SOURCE:
- Born: May 13, 1952 Charleston, South Carolina
- Died: November 25, 2007 (aged 55) Los Angeles, California
- Occupations: General manager, City of Los Angeles Department of Neighborhood Empowerment

= Carol Baker Tharp =

Carol Baker Tharp (May 13, 1952 - November 25, 2007) was an American general manager and former executive director.

== Biography ==

=== Early life ===
Carol Baker Tharp was born in Charleston, South Carolina, and later grew up in Charlotte, North Carolina. In the early 1970s, she received her bachelor's degree from Wake Forest University. In 1986, she and her husband, Michael, moved to Los Angeles, California, settling in Eagle Rock.

=== Managing and directing ===
Tharp earned a Ph.D in public policy and ethics from Claremont Graduate University in 2003. After receiving her PhD, she spent four years at the University of Southern California School of Politics, Planning and Development as the deputy director of the Civic Engagement Initiative. At USC, Carol Baker Tharp managed a project to map neighborhood involvement throughout the region. Before becoming the deputy director of the Civic Engagement Initiative in January 2004, she was the executive director of Coro in Southern California and was Community Relations director for Eugene, Oregon. The third general manager position of the Department of Neighborhood empowerment was filled in for an interim chief for about eleven months when Los Angeles mayor Antonio Villaraigosa offered the position to her.

EXCERPTED DATA:

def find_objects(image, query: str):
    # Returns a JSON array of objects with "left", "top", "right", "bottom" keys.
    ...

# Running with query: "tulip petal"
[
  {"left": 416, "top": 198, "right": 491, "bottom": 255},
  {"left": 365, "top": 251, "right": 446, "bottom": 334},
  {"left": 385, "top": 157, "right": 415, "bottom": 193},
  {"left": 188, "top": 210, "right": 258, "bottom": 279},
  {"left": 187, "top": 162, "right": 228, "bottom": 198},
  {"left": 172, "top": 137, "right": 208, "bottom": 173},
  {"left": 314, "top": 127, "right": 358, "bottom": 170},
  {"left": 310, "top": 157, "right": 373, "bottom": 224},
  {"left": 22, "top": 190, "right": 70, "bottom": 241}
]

WHAT YOU NEED TO DO:
[1] According to the biography, from which university did Carol Baker Tharp earn her Ph.D.?
[2] List every university named in the biography.
[3] Reproduce the passage of the biography that begins at the words "- Born: May" and stops after "former executive director.", renaming "Charleston" to "the city of Charleston" throughout.
The records play no role in this work.

SOLUTIONS PER TASK:
[1] Claremont Graduate University

[2] Wake Forest University, Claremont Graduate University, University of Southern California

[3]
- Born: May 13, 1952 the city of Charleston, South Carolina
- Died: November 25, 2007 (aged 55) Los Angeles, California
- Occupations: General manager, City of Los Angeles Department of Neighborhood Empowerment

= Carol Baker Tharp =

Carol Baker Tharp (May 13, 1952 - November 25, 2007) was an American general manager and former executive director.